#### PASSAGE EXTRAIT
Le fond de sa réponse consiste on l’a vu à dire qu’ils sont aussi nuls, fous et méchants que leur président.

Pourtant, candidat « judéo étranger, bling bling vulgaire », sans parler du fait qu’il est , nul, fou et méchant, et qu’il représentait les sortant, il n’avait rien pour séduire, non seulement les frontistes, mais surtout l’électorat de droite traditionnel.

Entre les 19% de Chirac au premier tour en 2002 et les 37% de l’ensemble de la gauche au premier tour en 2006, il devrait lui apparaître clairement que le « populo » à moins voté pour la droite ou Sarkozy que contre la gauche traditionnelle.

Pourquoi Todd a-t-il génialement prévu la fin de l’Urss, mais pas que le « prolo » français allait donner une grande claque à Jospin puis à Ségolène, candidats de la gauche fonctionnarisée à statut ?

Il traite la question en la niant. Les cadres du privé seraient désormais, il le signale, au même risque que leurs employés face à la mondialisation, au chômage, mais, de façon pour le coup très peu marxiste, se sentiraient « culturellement » plus solidaires des cadres A de la fonction publique. Les employés du privé seraient mariés à ceux du public créant une solidarité organique. Peut-être. Reste les plus modestes. L’hypothèse d’un bac moins quatre FN marié à une bac plus trois instit. alter mondialiste ne peut être exclue. Mais si il y a des poissons volants, ce n’est pas la majorité de l’espèce surtout compte tenu de ce que l’on a vu plus haut sur l’intermariage.

#### DONNÉES DE L'EXERCICE
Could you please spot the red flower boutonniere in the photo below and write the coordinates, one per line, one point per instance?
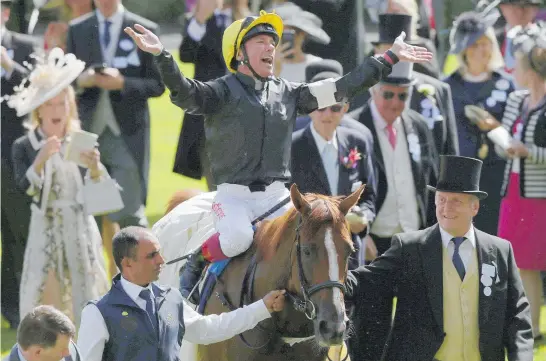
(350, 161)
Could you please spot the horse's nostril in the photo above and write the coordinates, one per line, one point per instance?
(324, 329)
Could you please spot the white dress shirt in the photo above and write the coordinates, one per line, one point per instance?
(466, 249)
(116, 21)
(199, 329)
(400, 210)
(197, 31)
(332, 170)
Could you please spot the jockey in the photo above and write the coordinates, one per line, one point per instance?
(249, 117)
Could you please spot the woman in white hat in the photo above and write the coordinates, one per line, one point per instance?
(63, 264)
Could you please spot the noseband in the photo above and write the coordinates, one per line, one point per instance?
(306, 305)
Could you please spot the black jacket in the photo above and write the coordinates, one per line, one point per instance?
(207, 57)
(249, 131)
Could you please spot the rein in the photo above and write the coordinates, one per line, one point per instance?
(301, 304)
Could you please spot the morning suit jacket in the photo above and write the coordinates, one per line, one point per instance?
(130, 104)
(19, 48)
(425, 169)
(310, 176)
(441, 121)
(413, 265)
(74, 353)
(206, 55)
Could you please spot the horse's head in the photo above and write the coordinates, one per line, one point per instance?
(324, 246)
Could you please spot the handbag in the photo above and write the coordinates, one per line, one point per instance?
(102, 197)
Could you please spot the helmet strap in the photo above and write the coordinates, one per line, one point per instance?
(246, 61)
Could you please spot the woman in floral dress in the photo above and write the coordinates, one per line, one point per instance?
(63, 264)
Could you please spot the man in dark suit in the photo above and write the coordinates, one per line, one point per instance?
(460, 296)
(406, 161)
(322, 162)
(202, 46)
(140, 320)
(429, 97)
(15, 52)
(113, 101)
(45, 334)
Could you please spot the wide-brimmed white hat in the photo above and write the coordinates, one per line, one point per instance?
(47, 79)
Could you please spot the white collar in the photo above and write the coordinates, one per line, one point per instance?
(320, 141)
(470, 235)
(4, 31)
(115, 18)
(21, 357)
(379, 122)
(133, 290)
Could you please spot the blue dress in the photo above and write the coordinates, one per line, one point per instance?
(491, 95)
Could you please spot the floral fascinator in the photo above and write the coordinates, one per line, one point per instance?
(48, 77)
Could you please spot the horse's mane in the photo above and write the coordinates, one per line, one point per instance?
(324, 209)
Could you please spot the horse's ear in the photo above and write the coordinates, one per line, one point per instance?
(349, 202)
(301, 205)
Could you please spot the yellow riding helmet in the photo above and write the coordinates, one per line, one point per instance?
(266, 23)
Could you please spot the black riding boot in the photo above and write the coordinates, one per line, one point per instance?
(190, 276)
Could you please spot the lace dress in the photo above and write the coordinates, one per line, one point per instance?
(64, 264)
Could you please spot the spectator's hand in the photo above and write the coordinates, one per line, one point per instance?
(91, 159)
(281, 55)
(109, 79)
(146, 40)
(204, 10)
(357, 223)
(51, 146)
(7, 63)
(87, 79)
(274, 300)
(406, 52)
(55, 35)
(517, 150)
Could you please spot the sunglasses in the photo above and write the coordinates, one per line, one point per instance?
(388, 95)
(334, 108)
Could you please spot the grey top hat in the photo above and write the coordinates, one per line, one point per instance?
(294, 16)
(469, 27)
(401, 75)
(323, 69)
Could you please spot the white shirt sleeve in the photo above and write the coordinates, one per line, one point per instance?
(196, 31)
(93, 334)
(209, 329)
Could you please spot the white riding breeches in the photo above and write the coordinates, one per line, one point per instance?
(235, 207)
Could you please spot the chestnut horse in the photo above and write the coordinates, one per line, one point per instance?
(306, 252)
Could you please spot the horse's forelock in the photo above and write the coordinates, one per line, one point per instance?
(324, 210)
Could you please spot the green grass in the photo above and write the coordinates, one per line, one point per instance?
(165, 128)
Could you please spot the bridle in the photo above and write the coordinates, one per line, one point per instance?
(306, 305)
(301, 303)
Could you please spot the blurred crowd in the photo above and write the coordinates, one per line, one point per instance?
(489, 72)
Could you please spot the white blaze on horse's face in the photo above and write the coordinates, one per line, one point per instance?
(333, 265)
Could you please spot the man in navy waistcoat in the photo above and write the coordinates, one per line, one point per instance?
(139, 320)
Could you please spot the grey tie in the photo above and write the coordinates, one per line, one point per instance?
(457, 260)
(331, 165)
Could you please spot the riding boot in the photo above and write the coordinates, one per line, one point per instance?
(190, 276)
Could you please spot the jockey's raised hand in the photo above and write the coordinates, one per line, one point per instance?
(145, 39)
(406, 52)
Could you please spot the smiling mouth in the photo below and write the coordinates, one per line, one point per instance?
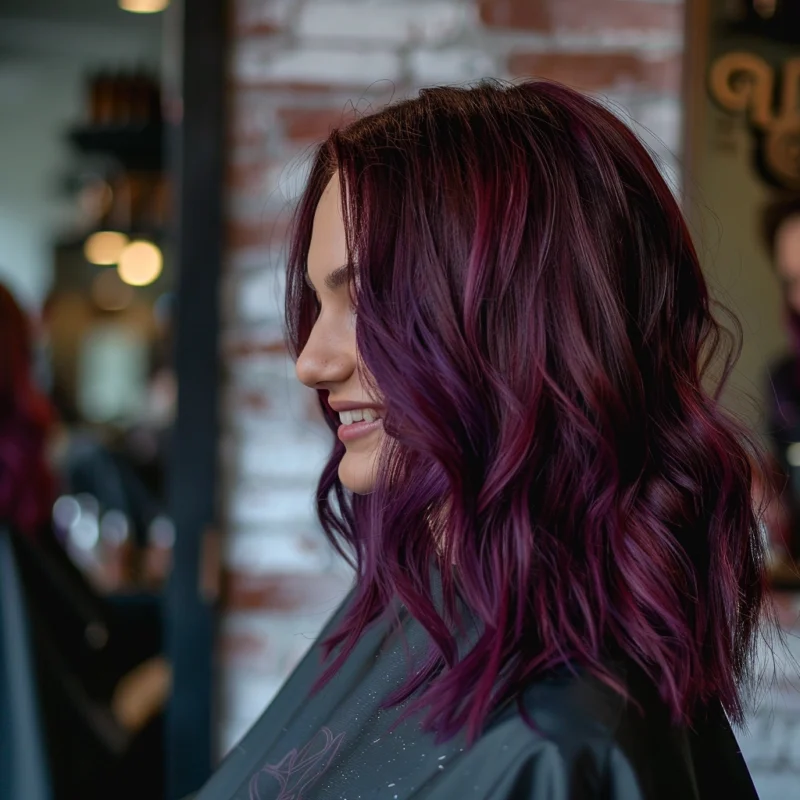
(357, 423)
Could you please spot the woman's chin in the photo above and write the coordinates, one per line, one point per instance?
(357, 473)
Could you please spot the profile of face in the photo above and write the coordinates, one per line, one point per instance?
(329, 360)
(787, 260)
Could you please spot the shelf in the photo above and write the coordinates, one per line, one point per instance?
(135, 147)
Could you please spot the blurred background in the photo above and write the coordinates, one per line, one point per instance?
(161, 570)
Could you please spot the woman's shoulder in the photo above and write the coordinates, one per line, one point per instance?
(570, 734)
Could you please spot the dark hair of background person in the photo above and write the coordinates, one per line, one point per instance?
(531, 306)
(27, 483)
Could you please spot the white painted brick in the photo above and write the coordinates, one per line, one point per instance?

#### CE QUE VOUS FEREZ
- A) Transformez en liste JSON de chaînes les lignes des enregistrements, de la ligne qui contient « Could you please spot the smiling » jusqu'à la fin des enregistrements, à raison d'une chaîne par ligne. Omettez les lignes vides et les images.
- B) Poursuivez l'extrait sur le vote des classes populaires à partir de sa dernière phrase.
L'extrait et les enregistrements n'ont aucun rapport entre eux.

#### RÉPONSES PAR CONSIGNE
- A)
[
  "Could you please spot the smiling mouth in the photo below and write the coordinates, one per line, one point per instance?",
  "(357, 423)",
  "Could you please spot the woman's chin in the photo above and write the coordinates, one per line, one point per instance?",
  "(357, 473)",
  "Could you please spot the profile of face in the photo above and write the coordinates, one per line, one point per instance?",
  "(329, 360)",
  "(787, 260)",
  "Could you please spot the shelf in the photo above and write the coordinates, one per line, one point per instance?",
  "(135, 147)",
  "Could you please spot the blurred background in the photo above and write the coordinates, one per line, one point per instance?",
  "(161, 570)",
  "Could you please spot the woman's shoulder in the photo above and write the coordinates, one per line, one point per instance?",
  "(570, 734)",
  "Could you please spot the dark hair of background person in the photo above and write the coordinates, one per line, one point per instance?",
  "(531, 306)",
  "(27, 483)",
  "Could you please spot the white painted brick in the photo above and write the coordinates, one per line, one point per instance?"
]

- B)
La bac plus trois qui n’est jamais sortie de l’école, peut croire qu’un postier est un « travailleur ». Le vrai travailleur qui a au moins BEPC plus quelque chose comprend lui, de qui se moquent les Deschiens et qui s’en moque pour reprendre un exemple du « trouveur ».

Oui, l’électorat FN a moins voté pour NS que contre. Contre ceux qui sont sociologiquement, culturellement proches de Todd. ?


Sur les gens dont Todd est représentatif et la diminution du « désir d’égalité ».

Dans ses trois derniers ouvrages il semble, comme tous les marxistes, néo marxistes et autres marxiens, passer complètement à côté d’un facteur clef d’explication des mécanismes sociaux. Les convictions, moeurs et comportements des gens comme lui. De SA classe sociale. Certes, l’élite de l’intelligentsia universitaire, médiatique, etc.. de gauche ne pèse démographiquement pas lourd, mais qui niera son poids dans le domaine des idées ?

Mais de qui parle-t-on ?

Sur les classes sociales porteuses d’un nouvel inégalitarisme.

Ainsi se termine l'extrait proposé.